Stored dataset items
__________________________________________________
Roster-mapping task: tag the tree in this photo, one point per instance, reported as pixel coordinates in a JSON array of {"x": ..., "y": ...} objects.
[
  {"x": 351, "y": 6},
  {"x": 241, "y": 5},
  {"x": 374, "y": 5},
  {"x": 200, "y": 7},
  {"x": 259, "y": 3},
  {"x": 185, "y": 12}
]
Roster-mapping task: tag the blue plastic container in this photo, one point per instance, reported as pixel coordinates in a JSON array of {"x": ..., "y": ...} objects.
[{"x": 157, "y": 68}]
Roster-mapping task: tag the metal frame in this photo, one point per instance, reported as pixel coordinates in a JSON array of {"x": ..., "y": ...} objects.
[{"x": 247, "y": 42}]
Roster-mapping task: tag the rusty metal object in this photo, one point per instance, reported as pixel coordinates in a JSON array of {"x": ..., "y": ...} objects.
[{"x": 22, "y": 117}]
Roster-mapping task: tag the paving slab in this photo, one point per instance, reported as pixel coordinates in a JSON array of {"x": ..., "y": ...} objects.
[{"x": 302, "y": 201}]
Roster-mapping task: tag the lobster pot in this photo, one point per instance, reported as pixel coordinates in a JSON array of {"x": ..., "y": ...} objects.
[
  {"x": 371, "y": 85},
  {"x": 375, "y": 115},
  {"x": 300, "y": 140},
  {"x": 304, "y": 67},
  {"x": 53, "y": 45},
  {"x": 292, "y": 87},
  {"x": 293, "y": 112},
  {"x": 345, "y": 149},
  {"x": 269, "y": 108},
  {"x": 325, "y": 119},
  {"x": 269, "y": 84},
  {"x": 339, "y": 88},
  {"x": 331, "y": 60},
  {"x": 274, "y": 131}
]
__________________________________________________
When you reach the end of the data, retype all of it exactly.

Roster-mapping task: tag the tree in this photo, one point per instance, reported as pixel coordinates in a JSON array of {"x": ..., "y": ...} objects.
[
  {"x": 351, "y": 6},
  {"x": 241, "y": 5},
  {"x": 374, "y": 5},
  {"x": 200, "y": 7},
  {"x": 259, "y": 3},
  {"x": 185, "y": 12}
]
Roster-mapping task: tag the blue plastic container in this photo, one point per instance, reported as pixel coordinates in a JSON array of {"x": ..., "y": ...} objects.
[{"x": 157, "y": 68}]
Roster-mapping task: tag the metal frame in this photo, one point per instance, reported as pixel coordinates in a JSON array of {"x": ..., "y": ...} objects.
[{"x": 247, "y": 42}]
Roster-mapping task: tag the rusty metal object in this photo, one point per instance, reported as pixel coordinates in a JSON array of {"x": ..., "y": ...} objects.
[{"x": 22, "y": 117}]
Roster-mapping task: tag the paving slab in this photo, one point per instance, reported as pixel coordinates in a JSON array of {"x": ..., "y": ...} objects.
[{"x": 302, "y": 201}]
Roster-mapping task: tag the lobster pot in this photo, one point per instance, reported as pixel coordinates in a JSON array of {"x": ..., "y": ...} objects.
[
  {"x": 371, "y": 85},
  {"x": 375, "y": 115},
  {"x": 300, "y": 140},
  {"x": 304, "y": 67},
  {"x": 53, "y": 45},
  {"x": 292, "y": 87},
  {"x": 293, "y": 112},
  {"x": 345, "y": 149},
  {"x": 269, "y": 108},
  {"x": 325, "y": 119},
  {"x": 269, "y": 84},
  {"x": 339, "y": 88},
  {"x": 331, "y": 60},
  {"x": 274, "y": 131}
]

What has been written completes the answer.